* TRECHO SELECIONADO *

-- -- --

Por Dora Fontes Secca.
Ontem (25/03/2014) a Universidade Federal de Santa Catarina viveu momentos de terror. A polícia federal realizava uma operação com policiais à paisana e em meio a ação prendeu cinco estudantes sob a justificativa de que portariam maconha. A comunidade universitária imediatamente se manifestou. Daí por diante o que temos é uma sequência de ações truculentas por parte da Polícia Federal e da Polícia Militar que resultou numa prova da violência que as maiorias da periferia encaram todos os dias.
Esse é um daqueles momentos não tão raros em que torna-se evidente demais como é a polícia – ao cumprir o pior papel que poderia abraçar – que efetivamente cria seu polo diametralmente oposto. Os estudantes, professores e servidores que foram violentados poderiam ter vivido um dia comum no cotidiano da UFSC. Nenhum deles certamente pediu aos céus que a providência divina os pusesse diante da necessidade de entrar em conflito direto com o aparato repressivo do Estado. Ficou escancarado que é o funcionamento autoritário e truculento da ação policial que gerou a revolta – a que a polícia militar transformou em cenário de guerra civil ao responder com ainda mais autoritarismo e violência.

-- -- --

[Registros de rotulagem de regiões]
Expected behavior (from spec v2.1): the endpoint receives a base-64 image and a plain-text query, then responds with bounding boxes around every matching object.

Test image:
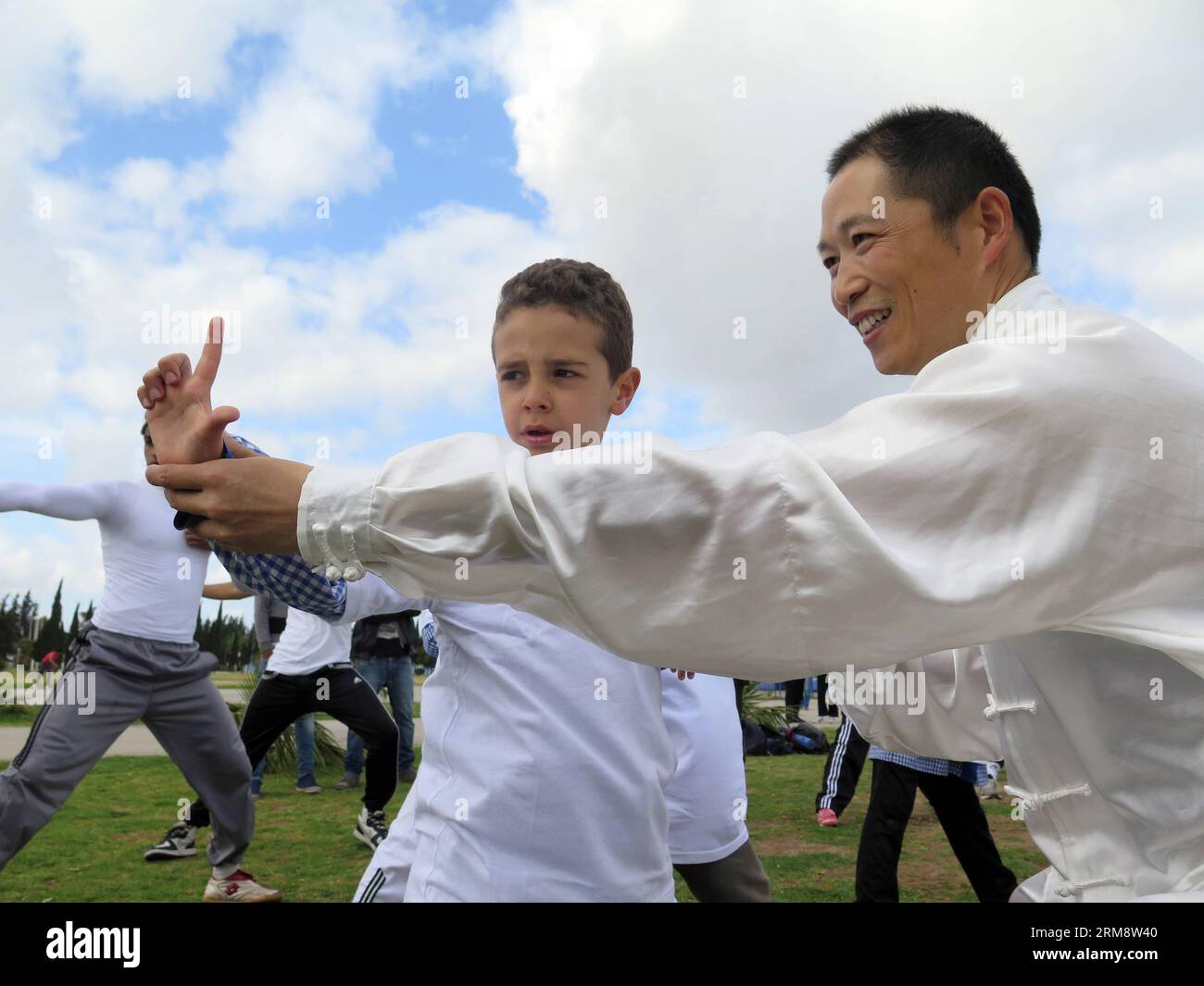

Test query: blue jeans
[344,657,414,775]
[250,713,313,785]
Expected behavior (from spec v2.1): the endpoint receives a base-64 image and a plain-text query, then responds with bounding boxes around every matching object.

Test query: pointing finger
[196,317,225,384]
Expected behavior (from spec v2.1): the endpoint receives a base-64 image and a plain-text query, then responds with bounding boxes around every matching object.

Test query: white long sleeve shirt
[661,668,749,866]
[0,480,209,643]
[339,577,674,902]
[297,277,1204,901]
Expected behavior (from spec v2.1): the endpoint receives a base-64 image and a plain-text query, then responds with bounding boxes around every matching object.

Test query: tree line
[0,580,259,670]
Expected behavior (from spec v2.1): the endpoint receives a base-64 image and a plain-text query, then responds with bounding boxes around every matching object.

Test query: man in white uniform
[148,109,1204,901]
[0,425,281,902]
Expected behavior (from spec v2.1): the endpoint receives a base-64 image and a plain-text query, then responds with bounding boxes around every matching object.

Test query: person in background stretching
[0,416,281,902]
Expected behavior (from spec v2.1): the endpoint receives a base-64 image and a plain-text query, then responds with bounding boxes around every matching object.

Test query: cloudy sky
[0,0,1204,630]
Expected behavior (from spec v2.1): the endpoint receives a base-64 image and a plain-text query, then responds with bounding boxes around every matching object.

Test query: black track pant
[858,760,1016,905]
[815,713,870,815]
[189,664,397,826]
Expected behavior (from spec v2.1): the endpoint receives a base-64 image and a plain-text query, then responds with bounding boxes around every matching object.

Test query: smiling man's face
[819,156,983,373]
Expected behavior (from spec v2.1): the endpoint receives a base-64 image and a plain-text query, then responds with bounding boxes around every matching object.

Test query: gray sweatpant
[0,622,256,869]
[673,839,770,905]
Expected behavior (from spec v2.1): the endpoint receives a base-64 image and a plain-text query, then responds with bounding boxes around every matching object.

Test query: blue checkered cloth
[201,434,346,620]
[422,624,440,657]
[870,746,987,787]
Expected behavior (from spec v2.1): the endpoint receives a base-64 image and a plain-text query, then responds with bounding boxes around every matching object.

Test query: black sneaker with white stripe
[142,822,196,863]
[356,808,389,849]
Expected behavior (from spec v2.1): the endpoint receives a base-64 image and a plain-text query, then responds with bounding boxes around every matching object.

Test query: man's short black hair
[827,106,1042,271]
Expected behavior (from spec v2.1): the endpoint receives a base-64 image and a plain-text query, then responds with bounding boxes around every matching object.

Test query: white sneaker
[356,808,389,849]
[201,869,284,905]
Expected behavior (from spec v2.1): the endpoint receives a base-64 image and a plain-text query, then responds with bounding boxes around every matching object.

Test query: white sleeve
[297,333,1204,681]
[332,572,430,624]
[827,646,1003,760]
[0,481,123,520]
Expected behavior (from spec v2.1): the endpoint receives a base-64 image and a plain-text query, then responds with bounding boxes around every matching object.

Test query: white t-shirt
[0,480,209,643]
[344,576,674,902]
[268,606,353,674]
[661,668,749,865]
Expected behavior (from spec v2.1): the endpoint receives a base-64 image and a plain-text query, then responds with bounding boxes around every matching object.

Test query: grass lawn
[0,755,1045,902]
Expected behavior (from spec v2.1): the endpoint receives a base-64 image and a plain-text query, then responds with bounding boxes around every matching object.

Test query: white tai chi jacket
[297,277,1204,901]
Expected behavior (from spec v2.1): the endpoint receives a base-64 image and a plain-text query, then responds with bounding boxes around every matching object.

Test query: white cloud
[0,0,1204,614]
[484,0,1204,433]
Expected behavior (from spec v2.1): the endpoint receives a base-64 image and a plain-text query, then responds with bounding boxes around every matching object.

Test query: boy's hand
[184,530,209,552]
[139,318,238,464]
[145,456,313,555]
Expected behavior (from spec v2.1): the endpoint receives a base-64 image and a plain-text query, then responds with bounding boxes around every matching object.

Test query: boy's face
[494,305,639,456]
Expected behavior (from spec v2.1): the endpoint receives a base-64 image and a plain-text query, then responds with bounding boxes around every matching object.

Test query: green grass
[0,742,1045,902]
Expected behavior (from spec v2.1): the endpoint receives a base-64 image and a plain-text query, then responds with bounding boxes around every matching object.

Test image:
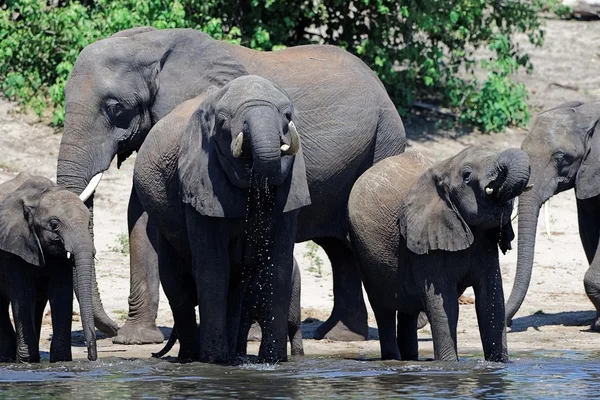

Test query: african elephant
[0,172,97,362]
[57,27,406,343]
[133,75,310,362]
[348,147,530,361]
[506,102,600,331]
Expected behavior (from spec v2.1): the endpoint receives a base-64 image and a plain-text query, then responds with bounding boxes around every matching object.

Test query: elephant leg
[188,214,235,363]
[314,238,369,341]
[113,188,164,344]
[227,266,252,356]
[371,303,400,360]
[577,198,600,332]
[288,258,304,356]
[10,272,40,363]
[423,284,458,361]
[398,312,420,361]
[0,298,17,362]
[473,253,508,362]
[44,265,73,362]
[158,236,200,362]
[235,276,262,357]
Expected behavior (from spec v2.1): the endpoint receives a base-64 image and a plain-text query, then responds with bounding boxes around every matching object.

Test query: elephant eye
[463,169,473,183]
[50,219,59,232]
[106,99,134,128]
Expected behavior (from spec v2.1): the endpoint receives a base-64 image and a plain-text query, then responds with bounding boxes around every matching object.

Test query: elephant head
[178,75,310,217]
[506,102,600,326]
[0,174,97,360]
[57,27,246,201]
[399,147,530,254]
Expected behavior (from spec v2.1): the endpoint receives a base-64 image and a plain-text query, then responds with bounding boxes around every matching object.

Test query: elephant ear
[398,167,473,254]
[275,136,310,213]
[178,90,246,218]
[0,178,53,267]
[575,121,600,200]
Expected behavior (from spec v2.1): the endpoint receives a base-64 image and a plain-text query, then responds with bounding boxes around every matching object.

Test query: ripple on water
[0,352,600,399]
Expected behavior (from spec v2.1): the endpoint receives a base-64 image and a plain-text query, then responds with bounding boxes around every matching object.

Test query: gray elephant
[348,147,530,361]
[133,75,310,362]
[57,27,406,343]
[506,102,600,331]
[0,173,97,362]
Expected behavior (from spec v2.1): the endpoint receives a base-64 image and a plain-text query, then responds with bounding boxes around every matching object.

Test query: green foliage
[302,240,323,276]
[110,233,129,256]
[0,0,568,131]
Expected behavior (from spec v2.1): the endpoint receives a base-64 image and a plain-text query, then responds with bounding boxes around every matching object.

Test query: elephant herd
[0,27,600,363]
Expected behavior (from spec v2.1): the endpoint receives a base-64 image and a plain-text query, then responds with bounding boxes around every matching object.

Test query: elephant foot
[314,317,369,342]
[248,322,262,342]
[417,312,429,329]
[112,321,165,345]
[590,317,600,332]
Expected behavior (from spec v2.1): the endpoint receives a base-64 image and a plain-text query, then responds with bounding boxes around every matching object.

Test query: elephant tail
[152,324,177,358]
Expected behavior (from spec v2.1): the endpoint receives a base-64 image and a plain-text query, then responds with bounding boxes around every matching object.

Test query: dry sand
[0,21,600,358]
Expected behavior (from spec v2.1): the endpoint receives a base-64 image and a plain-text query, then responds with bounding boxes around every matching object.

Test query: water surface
[0,351,600,399]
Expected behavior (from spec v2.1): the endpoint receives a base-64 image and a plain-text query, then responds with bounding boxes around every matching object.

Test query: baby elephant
[348,147,530,362]
[0,173,96,362]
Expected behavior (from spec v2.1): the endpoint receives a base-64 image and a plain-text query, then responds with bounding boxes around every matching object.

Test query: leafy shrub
[0,0,566,131]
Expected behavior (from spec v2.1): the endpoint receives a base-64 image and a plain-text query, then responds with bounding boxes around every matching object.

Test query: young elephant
[134,75,310,362]
[348,147,530,362]
[0,173,96,362]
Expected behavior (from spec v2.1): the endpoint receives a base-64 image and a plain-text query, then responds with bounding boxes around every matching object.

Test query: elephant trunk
[506,189,542,326]
[247,107,284,185]
[496,149,531,202]
[56,103,118,336]
[73,246,98,361]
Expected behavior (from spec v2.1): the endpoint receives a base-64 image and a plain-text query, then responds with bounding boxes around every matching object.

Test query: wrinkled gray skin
[506,102,600,331]
[348,147,530,362]
[133,75,310,362]
[0,173,97,362]
[57,28,406,343]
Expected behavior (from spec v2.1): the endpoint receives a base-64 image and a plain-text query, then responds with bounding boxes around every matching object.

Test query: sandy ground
[0,21,600,358]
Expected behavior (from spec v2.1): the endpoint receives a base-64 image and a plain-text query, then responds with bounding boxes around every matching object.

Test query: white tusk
[542,200,552,240]
[231,132,244,158]
[79,172,103,201]
[281,121,300,156]
[510,197,519,221]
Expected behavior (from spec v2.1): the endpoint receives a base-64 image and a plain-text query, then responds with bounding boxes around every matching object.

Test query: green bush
[0,0,565,131]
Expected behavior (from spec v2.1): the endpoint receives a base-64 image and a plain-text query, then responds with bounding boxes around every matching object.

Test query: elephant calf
[348,147,530,362]
[0,173,97,362]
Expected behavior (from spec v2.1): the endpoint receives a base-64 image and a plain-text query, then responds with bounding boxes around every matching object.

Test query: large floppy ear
[0,179,50,267]
[575,119,600,200]
[275,131,310,212]
[398,166,473,254]
[178,90,247,218]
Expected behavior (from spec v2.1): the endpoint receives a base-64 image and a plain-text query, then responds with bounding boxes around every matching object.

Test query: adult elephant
[506,102,600,331]
[58,28,406,343]
[133,75,310,362]
[348,147,529,362]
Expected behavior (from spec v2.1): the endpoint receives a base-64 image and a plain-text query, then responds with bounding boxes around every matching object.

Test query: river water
[0,351,600,399]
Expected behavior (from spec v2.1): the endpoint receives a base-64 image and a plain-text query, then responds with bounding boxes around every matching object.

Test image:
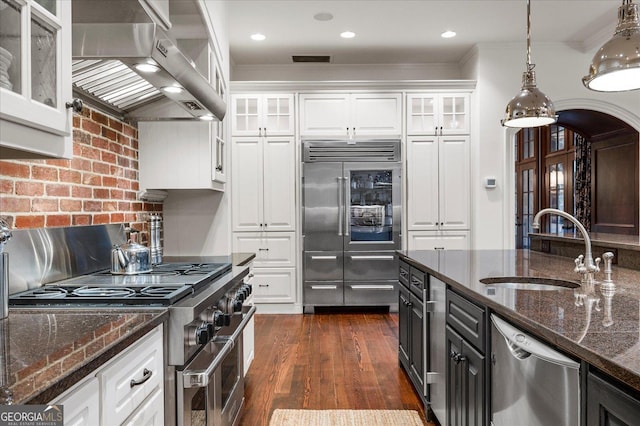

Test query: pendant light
[582,0,640,92]
[501,0,557,127]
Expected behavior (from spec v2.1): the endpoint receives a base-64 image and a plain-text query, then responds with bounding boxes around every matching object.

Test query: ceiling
[228,0,621,66]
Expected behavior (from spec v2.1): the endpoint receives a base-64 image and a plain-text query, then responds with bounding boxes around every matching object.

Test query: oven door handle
[220,305,256,342]
[182,306,256,389]
[182,340,233,389]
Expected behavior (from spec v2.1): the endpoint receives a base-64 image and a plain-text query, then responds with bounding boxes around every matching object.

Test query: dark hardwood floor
[240,310,428,426]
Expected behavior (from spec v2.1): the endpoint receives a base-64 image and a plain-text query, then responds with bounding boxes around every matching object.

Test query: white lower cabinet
[407,231,470,250]
[252,268,296,303]
[52,377,100,426]
[233,232,295,268]
[51,325,164,426]
[233,232,296,304]
[97,329,164,425]
[122,389,164,426]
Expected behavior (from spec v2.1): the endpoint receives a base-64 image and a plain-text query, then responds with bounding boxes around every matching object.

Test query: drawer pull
[350,285,394,291]
[129,368,153,387]
[351,256,395,260]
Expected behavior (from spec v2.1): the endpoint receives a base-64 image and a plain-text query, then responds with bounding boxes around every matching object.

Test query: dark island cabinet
[398,262,427,404]
[446,290,488,426]
[587,373,640,426]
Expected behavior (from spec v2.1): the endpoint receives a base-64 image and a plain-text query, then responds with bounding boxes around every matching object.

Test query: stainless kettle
[111,240,151,275]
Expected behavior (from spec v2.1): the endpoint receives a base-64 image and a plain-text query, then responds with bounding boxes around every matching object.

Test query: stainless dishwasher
[491,315,580,426]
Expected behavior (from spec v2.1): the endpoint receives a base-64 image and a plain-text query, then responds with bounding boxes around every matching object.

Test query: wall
[231,40,640,249]
[0,106,162,242]
[465,43,640,249]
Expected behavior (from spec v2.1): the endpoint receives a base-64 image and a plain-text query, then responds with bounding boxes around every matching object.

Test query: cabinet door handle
[129,368,153,387]
[311,285,338,290]
[350,255,395,260]
[449,352,467,364]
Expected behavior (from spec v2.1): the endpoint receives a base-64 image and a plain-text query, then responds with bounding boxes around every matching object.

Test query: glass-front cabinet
[0,0,72,158]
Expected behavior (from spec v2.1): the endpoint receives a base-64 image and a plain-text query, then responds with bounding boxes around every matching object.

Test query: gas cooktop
[9,263,231,306]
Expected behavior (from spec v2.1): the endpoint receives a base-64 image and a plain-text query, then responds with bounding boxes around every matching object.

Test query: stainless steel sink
[480,277,580,291]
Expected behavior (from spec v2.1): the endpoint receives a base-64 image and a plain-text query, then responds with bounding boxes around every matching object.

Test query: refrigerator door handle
[337,176,344,237]
[342,176,351,237]
[350,255,395,260]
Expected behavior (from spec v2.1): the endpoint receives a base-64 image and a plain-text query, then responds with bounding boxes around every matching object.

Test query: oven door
[177,306,256,426]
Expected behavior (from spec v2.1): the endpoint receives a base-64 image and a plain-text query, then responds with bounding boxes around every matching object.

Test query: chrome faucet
[531,209,600,284]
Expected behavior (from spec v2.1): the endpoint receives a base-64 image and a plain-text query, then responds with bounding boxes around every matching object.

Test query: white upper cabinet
[300,93,402,139]
[138,121,225,191]
[0,0,73,158]
[231,94,295,136]
[407,136,471,231]
[407,93,469,135]
[231,136,296,231]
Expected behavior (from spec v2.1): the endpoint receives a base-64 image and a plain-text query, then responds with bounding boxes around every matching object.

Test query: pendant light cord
[527,0,536,72]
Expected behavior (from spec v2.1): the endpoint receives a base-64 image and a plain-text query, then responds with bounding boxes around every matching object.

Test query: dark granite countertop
[0,253,255,404]
[0,308,168,404]
[529,231,640,251]
[398,250,640,391]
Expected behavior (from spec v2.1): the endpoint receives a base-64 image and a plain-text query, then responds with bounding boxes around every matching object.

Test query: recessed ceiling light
[162,86,182,93]
[134,63,160,72]
[313,12,333,21]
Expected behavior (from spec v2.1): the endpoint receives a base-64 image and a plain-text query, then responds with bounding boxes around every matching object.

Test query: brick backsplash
[0,106,162,242]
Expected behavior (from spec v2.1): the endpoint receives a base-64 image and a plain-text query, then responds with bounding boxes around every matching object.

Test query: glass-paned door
[547,163,566,234]
[344,163,400,250]
[349,170,393,241]
[514,128,539,249]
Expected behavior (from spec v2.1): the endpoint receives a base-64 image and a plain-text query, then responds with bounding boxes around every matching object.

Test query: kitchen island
[398,250,640,392]
[0,307,168,404]
[0,253,255,404]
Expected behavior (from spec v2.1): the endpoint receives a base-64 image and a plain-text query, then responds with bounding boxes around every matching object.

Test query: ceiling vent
[291,55,331,64]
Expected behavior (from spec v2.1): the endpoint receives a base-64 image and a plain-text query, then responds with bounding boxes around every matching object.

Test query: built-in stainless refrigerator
[302,140,402,312]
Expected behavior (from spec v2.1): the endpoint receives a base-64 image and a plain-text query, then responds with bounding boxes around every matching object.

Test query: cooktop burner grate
[9,262,231,307]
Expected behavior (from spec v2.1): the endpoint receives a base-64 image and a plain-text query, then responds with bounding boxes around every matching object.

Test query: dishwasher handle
[491,315,580,370]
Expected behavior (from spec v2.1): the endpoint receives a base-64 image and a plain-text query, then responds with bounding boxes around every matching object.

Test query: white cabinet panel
[138,121,224,190]
[52,377,100,426]
[232,136,296,231]
[123,389,164,426]
[407,136,439,230]
[407,136,471,231]
[233,232,295,268]
[350,93,402,137]
[408,231,470,250]
[252,268,296,303]
[300,94,351,135]
[97,327,164,425]
[300,93,402,138]
[231,136,264,231]
[263,137,296,231]
[438,136,471,230]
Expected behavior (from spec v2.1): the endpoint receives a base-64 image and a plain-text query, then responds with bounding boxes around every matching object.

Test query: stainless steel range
[9,225,255,426]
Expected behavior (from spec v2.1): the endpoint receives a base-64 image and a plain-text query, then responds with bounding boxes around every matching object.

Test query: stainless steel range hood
[72,0,226,120]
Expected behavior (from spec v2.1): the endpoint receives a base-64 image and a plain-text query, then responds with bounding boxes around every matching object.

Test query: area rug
[269,409,424,426]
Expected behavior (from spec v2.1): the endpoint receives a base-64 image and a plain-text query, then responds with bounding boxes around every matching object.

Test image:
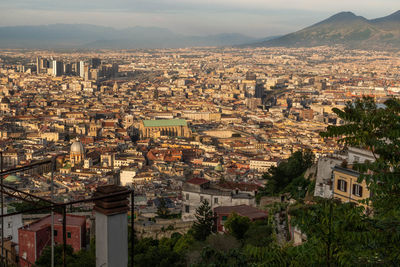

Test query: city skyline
[0,0,398,38]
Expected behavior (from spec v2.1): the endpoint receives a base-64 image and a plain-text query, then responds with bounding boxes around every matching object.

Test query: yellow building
[69,140,85,166]
[139,119,191,139]
[333,166,370,207]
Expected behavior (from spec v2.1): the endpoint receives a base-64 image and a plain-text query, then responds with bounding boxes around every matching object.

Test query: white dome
[71,141,85,154]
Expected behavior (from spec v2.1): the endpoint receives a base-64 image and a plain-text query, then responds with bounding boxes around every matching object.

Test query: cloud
[0,0,398,37]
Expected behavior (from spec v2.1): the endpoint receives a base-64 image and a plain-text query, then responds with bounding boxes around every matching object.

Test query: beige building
[69,141,85,166]
[333,166,370,206]
[139,119,191,138]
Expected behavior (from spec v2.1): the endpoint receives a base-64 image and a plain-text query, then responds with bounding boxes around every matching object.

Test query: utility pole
[0,151,4,266]
[50,157,56,267]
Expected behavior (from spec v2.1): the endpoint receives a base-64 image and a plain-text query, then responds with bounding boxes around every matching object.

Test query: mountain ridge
[0,23,262,49]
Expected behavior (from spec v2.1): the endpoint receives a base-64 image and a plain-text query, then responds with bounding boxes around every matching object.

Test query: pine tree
[321,97,400,266]
[157,198,169,218]
[192,199,214,240]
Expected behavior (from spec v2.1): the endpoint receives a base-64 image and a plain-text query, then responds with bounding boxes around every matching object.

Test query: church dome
[4,175,21,183]
[1,97,10,104]
[71,141,85,154]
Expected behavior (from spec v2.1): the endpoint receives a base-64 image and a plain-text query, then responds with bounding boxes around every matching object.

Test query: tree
[244,220,275,247]
[192,199,214,241]
[321,97,400,265]
[134,236,183,267]
[157,198,169,218]
[35,245,96,267]
[261,150,314,195]
[224,212,251,240]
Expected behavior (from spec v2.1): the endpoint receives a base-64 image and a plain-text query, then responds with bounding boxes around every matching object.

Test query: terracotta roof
[214,205,268,219]
[218,181,260,191]
[186,177,210,185]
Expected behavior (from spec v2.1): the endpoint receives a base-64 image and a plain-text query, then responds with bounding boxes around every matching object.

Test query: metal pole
[63,206,67,267]
[0,151,4,265]
[131,190,135,267]
[50,157,55,267]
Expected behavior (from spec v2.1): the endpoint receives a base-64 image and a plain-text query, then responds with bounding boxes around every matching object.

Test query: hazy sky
[0,0,400,37]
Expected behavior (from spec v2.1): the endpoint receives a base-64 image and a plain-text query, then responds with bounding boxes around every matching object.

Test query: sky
[0,0,400,37]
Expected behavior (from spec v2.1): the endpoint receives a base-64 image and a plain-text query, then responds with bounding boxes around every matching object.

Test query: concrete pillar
[94,185,129,267]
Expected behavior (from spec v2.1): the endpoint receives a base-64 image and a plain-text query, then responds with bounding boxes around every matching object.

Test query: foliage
[35,245,96,267]
[261,150,314,195]
[224,212,251,240]
[244,221,275,247]
[194,246,248,267]
[321,97,400,265]
[134,238,183,267]
[192,199,214,240]
[174,233,195,254]
[157,198,169,218]
[9,200,50,214]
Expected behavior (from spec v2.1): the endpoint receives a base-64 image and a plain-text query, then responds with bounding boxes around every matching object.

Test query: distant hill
[0,24,261,49]
[249,11,400,49]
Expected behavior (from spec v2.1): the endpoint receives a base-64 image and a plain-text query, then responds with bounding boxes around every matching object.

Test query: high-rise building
[36,57,41,74]
[83,64,91,81]
[90,58,101,69]
[79,61,85,78]
[52,60,63,76]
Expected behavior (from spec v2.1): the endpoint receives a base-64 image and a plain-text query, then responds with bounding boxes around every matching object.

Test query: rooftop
[186,177,210,185]
[214,205,268,219]
[143,119,187,127]
[22,214,86,232]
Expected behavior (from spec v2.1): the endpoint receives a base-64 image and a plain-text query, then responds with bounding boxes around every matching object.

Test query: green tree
[321,97,400,265]
[35,245,96,267]
[260,150,314,195]
[224,212,251,240]
[244,220,275,247]
[192,199,214,240]
[157,198,169,218]
[134,236,183,267]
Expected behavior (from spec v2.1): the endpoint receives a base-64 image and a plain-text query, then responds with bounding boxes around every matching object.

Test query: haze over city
[0,0,400,267]
[0,0,399,38]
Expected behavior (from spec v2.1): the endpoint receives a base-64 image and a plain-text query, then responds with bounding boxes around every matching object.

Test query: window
[338,180,347,192]
[353,184,362,197]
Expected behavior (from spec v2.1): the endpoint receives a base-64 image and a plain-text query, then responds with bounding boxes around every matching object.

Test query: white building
[182,178,258,221]
[120,168,136,186]
[0,207,24,248]
[249,159,277,173]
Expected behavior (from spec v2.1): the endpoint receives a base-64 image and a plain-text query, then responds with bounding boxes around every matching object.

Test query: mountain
[0,24,260,49]
[249,11,400,49]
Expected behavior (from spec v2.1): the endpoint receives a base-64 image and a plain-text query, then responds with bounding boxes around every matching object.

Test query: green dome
[4,175,21,183]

-- -- --

* TAREFAS DO EXERCÍCIO *
**A)** Segundo o texto sobre a operação policial na UFSC, quantos estudantes a Polícia Federal prendeu?
**B)** Liste os grupos que, de acordo com o texto sobre a operação policial na UFSC, foram violentados.
**C)** Prossiga com o texto sobre a operação policial na UFSC, escrevendo a partir do ponto em que ele termina.
Os registros são um material à parte, sem ligação com o texto.

* RESPOSTAS DO EXERCÍCIO *
**A)** Cinco estudantes.

**B)** Estudantes, professores e servidores.

**C)**
A polícia deveria responder diante da sociedade catarinense porque agentes disfarçados estavam no campus universitário em tempos supostamente democráticos. E mais, ela deveria ser obrigada a justificar o injustificável: a razão de cada bala de borracha, de cada spray de pimenta e o uso incontável dos cassetetes. Deveria, mas sabemos que não vai, pedir desculpas por sua incompetência, pela frivolidade da violência, pelo massacre cotidiano de que participa – e de cujo qual deu apenas uma amostra aos universitários.
De nossa parte, alguns setores da universidade tem que engolir em seco pois até a pouco tempo atrás procurava nestas instituições repressivas o apoio para garantir a segurança no campus – entre outras medidas conservadoras que foram defendidas por Roselane Neckel[1] e por uma manada de “ingênuos” (reacionários) – nem a esquerda se salva da bestialidade, a chapa Acabou Chorare, por exemplo, defendia ações ostensivas como o fechamento noturno do campus. Que fazer agora, quando o aparato repressivo policial se torna a ameaça à segurança de estudantes e trabalhadores da universidade (até mesmo o diretor do CFH levou spray de pimenta no rosto)? Que fazer se a presença do crime na universidade nos assalta e dá medo enquanto a presença da polícia espanca e nos aterroriza?
De minha parte, relembro um texto lançado pelo coletivo “UFSC à esquerda” no ano passado e que permanece atual: não há outra forma de combater o medo que ronda a UFSC sem investir ainda mais na presença das comunidades do entorno dos campi. Fechá-lo com portões ridículos nos deixará apenas mais vulneráveis e pior: é o divórcio da instituição universitária com o único sujeito que deveria lhe importar: o povo. Trazer a polícia para o campus terá unicamente o efeito que já somos capazes de imaginar – ou melhor que isso, assistir aos vídeos nauseantes da violência ocorrida.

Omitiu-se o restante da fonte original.